Problem details: Reproduce the entries below, replacing every occurrence of "instance" with "object" and leaving everything else unchanged.

-- Start Stored rows --

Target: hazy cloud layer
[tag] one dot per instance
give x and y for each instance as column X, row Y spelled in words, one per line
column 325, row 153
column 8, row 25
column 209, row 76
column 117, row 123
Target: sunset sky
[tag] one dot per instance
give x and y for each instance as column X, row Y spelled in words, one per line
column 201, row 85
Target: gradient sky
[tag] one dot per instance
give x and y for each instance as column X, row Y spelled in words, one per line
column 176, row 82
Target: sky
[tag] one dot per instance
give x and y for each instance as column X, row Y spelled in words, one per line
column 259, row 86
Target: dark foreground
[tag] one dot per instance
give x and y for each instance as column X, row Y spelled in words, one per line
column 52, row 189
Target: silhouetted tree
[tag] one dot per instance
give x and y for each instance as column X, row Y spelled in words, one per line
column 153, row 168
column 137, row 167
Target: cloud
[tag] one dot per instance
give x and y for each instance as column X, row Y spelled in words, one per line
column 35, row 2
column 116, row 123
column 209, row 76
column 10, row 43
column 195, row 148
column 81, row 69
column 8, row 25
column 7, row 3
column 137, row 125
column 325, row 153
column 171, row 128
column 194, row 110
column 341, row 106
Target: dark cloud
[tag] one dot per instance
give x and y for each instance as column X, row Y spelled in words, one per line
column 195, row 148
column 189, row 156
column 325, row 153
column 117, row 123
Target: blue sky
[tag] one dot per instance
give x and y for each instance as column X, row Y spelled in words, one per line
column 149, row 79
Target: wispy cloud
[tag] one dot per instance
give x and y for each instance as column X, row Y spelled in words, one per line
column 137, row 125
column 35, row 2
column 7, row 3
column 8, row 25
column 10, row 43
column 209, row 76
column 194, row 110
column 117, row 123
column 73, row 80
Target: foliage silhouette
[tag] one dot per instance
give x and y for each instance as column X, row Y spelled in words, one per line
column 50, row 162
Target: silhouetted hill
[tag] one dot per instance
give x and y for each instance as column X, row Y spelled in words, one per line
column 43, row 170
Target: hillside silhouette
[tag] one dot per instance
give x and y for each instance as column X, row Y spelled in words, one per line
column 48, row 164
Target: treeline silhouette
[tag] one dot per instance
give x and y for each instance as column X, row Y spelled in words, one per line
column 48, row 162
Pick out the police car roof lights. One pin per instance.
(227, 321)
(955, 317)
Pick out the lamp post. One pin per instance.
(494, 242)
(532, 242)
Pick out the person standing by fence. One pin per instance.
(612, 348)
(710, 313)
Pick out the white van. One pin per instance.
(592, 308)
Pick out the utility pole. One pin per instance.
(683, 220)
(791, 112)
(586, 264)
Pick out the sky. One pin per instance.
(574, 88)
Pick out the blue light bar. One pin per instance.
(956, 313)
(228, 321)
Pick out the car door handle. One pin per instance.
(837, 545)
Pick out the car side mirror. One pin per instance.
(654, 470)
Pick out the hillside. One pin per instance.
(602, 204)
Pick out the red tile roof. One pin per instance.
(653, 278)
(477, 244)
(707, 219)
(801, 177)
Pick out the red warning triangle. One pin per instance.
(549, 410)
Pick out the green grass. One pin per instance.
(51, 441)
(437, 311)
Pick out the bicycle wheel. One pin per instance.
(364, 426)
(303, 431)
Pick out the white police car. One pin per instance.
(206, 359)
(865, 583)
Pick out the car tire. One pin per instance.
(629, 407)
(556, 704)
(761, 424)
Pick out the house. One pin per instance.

-- End Stored rows --

Full answer:
Target: hazy cloud layer
[tag] one dot per object
give x and y for each object as column X, row Y spelled in words, one per line
column 325, row 153
column 8, row 25
column 209, row 76
column 117, row 123
Target: sunset sky
[tag] one dot per object
give x and y for each object as column X, row Y spelled in words, one per line
column 201, row 85
Target: gradient sky
[tag] one dot per object
give x and y for each object as column X, row Y spelled in words, one per line
column 176, row 82
Target: sky
[tag] one dot per object
give x and y for each object as column X, row Y spelled in words, one per line
column 259, row 86
Target: dark foreground
[tag] one dot per object
give x and y for each object as column X, row Y spelled in words, one per line
column 52, row 189
Target: silhouetted tree
[tag] one dot per object
give x and y for each object as column X, row Y spelled in words, one per line
column 153, row 168
column 137, row 167
Target: cloud
[tag] one dot per object
give x and y for each object as column X, row Y spelled in words, one per line
column 35, row 2
column 116, row 123
column 209, row 76
column 10, row 43
column 195, row 148
column 81, row 69
column 8, row 25
column 7, row 3
column 137, row 125
column 325, row 153
column 171, row 128
column 194, row 110
column 341, row 106
Target: dark cloud
[tag] one dot per object
give x and y for each object as column X, row Y spelled in words, one per line
column 195, row 148
column 189, row 156
column 325, row 153
column 117, row 123
Target: blue sky
[tag] one dot per object
give x and y for each object as column X, row Y spelled in words, one per line
column 149, row 79
Target: wispy cloud
[tag] one dot per object
give x and y for each object as column X, row Y spelled in words, one per line
column 137, row 125
column 35, row 2
column 7, row 3
column 8, row 25
column 10, row 43
column 209, row 76
column 194, row 110
column 117, row 123
column 73, row 80
Target: foliage silhouette
[tag] one dot per object
give x and y for each object as column X, row Y spelled in words, one per line
column 50, row 162
Target: silhouetted hill
[tag] one dot per object
give x and y for each object as column X, row Y spelled in words, one per line
column 43, row 170
Target: hillside silhouette
[tag] one dot per object
give x and y for each object as column X, row Y spelled in words, one per line
column 48, row 164
Target: treeline silhouette
[tag] one dot per object
give x and y for each object as column X, row Y spelled in words, one per line
column 48, row 162
Pick out the police car roof lights. One pin per object.
(227, 321)
(955, 317)
Pick out the lamp post. One pin per object.
(494, 242)
(532, 242)
Pick out the person standing by fence. One pin per object.
(612, 348)
(710, 313)
Pick out the white van. One pin per object.
(592, 308)
Pick out the utility pole. One pin per object.
(683, 220)
(791, 112)
(586, 264)
Pick out the sky. One pin per object.
(574, 88)
Pick out the blue light bar. One pin per object.
(956, 313)
(228, 321)
Pick out the car door handle. One pin per object.
(837, 545)
Pick out the car side mirror. One pin per object.
(654, 470)
Pick out the hillside. One pin per object.
(602, 204)
Pick out the red tile roof. One pin per object.
(653, 278)
(477, 244)
(707, 219)
(801, 177)
Pick out the red warning triangle. One pin per object.
(549, 410)
Pick out the green grass. One pin per object.
(51, 441)
(437, 311)
Pick out the bicycle wheel. One pin per object.
(364, 426)
(303, 431)
Pick out the white police car. One pin per object.
(206, 359)
(865, 583)
Pick out the car tire. One pin per object.
(629, 407)
(556, 704)
(761, 424)
Pick out the house. One pin per object.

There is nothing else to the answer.